Text provided START

10 Facts You Probably Didn’t Know About These Famous Women Authors

The International Women’s Day celebration is here once again. Indeed, the world has been impacted by a lot of women, and the literary world is no exception. Here’s some quick facts about famous women authors you probably didn’t know about:

 

IWD Facts Famous Women

George T. Eliot

#1. George Eliot was actually a woman, named Mary Ann Evans. She wrote under this pen name because women authors were not as highly regarded as men in her era.

IWD Facts Famous Women

Doris Lessing

#2. When British author, Doris Lessing was at the peak of her career, she sent two new novels under a pen name, Jane Somers, to her publisher. The works were rejected. Doris Lessing had wanted to illustrate just how difficult it is for a new writer to get published.

Buchi Emecheta

#3. Second Class Citizen‘s author, Buchi Emecheta was sixteen years old when she got married to her husband.

Louisa May Alcott

#4. Louisa May Alcott wrote Little Women under three months!

Chimamanda Adichie

#5. Nigerian author, Chimamanda Adichie studied medicine before crossing to Pharmacy. Eventually, she left medical school to pursue writing.

Text provided END

* **Your objective**
Extend the piece of facts about famous women authors, starting right after its fifth fact.

Given material START

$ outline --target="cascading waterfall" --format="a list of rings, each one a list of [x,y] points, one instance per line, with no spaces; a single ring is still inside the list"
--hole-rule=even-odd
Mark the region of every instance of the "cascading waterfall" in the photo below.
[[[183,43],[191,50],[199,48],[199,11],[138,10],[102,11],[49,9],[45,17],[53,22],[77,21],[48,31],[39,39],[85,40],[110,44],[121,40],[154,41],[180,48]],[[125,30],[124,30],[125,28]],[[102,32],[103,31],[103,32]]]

Given material END

* **Output below**
READ ALSO: 18 International Writing Competitions in March 2022

Toni Morrison

#6. American author, Toni Morrison started writing in her mid-thirties.

Zadie Smith

#7. English author, Zadie Smith took almost two years to write the first twenty pages of On Beauty.

Akwaeke Emezi

#8. Akwaeke Emezi identifies as a non-binary transgender author, a fact unknown to the judges before their story, Freshwater, was nominated for the Women’s prize for fiction.

Maya Angelou

#9. Maya Angelou was San Francisco’s first-ever black female streetcar conductor.

Malala Yousafzai

#10. Malala Yousafzai started blogging for the BBC at the age of eleven, under the pseudonym Gul Makai, about life under the Taliban rule in Pakistan.